• **TEXTAUSZUG**:
Stützen der Gesellschaft

Stützen der Gesellschaft

Leben, Bildung, Torten und sozialunverträgliches Spätableben unter Stuck und Kronleuchtern.

12-Töner und andere sinnlose Abschottungen

Kultur würden vielen sehr viel weniger Spass machen, wenn sie allen gleich viel Spass machen würde. Wo bliebe dann die Distinktion, würde sich mancher sagen, wo wäre meine Überlegenheit, wie könnte ich mich absetzen - allein die Vorstellung ist so entsetzlich, dass man sogleich ein Abo für das Parkett der Oper abschliesst und sich die Meinung der Modefeuilletonisten stichpunktartig für die Pause aufschreibt. Dabei will das alles doch niemand haben. Die Eliten quälen sich, die anderen schalten die Glotze ein. Man kann Kultur ganz einfach wieder geniessen.

Jede Art der Musik ist gut, ausser der Musik der langweiligen Art.
Gioacchino Rossini

Geschichten besserer Kreise kann man so oder so erzählen.

• **Datensätze**:
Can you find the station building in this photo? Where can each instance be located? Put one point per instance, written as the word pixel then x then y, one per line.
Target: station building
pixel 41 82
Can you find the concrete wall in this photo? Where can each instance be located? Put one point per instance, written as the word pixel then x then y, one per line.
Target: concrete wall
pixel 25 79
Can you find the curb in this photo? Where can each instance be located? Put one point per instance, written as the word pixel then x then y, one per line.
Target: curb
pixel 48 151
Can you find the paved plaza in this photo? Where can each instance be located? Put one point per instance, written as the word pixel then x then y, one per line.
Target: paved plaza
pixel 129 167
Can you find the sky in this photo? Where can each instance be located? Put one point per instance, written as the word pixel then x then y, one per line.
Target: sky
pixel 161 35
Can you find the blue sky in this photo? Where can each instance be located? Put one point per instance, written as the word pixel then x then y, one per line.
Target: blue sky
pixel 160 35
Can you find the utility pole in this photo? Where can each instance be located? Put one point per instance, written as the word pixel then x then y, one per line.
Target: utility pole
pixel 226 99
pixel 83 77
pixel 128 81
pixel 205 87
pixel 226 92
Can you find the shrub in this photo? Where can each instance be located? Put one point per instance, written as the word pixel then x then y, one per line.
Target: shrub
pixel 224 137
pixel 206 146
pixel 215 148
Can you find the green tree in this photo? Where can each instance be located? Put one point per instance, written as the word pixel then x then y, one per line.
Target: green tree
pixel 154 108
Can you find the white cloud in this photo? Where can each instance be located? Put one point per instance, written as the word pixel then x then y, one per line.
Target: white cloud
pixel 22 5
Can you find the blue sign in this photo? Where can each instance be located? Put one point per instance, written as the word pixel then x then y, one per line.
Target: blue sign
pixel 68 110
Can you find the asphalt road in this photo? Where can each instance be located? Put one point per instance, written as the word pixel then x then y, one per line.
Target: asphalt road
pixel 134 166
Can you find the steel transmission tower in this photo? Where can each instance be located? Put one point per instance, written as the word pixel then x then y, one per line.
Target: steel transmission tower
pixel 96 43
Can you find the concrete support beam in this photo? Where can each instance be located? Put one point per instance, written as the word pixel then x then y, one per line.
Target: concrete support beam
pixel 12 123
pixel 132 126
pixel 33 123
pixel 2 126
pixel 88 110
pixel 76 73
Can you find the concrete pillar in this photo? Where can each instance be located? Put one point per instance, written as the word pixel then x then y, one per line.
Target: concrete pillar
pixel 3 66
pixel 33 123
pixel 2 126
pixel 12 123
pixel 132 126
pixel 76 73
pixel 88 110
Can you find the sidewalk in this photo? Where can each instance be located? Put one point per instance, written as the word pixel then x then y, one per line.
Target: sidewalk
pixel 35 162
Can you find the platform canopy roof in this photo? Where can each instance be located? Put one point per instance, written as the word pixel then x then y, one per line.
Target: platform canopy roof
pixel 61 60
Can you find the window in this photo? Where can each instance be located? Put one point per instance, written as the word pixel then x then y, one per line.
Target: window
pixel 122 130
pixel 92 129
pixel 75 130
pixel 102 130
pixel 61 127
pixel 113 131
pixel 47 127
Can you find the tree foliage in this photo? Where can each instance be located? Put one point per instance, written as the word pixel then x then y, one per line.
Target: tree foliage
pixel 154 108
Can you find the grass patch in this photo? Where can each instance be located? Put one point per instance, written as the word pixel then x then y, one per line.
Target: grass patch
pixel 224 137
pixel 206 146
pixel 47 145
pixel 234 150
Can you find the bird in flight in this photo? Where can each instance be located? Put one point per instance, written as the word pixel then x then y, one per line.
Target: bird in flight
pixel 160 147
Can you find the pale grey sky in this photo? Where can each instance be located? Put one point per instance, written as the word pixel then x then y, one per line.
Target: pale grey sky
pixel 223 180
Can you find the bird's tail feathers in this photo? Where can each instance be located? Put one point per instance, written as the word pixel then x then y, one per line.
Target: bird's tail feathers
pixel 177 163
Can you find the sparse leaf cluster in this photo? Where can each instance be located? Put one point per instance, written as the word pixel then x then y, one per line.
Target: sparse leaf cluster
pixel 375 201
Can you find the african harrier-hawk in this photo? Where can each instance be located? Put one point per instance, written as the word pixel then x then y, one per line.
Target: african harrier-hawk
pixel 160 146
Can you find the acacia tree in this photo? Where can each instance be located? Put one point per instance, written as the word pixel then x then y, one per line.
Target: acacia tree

• **IHRE AUFGABE**: Welche Art der Musik ist laut dem Zitat im Textauszug nicht gut? Verwenden Sie ausschließlich den Textauszug.

• **ANTWORT**: Die Musik der langweiligen Art.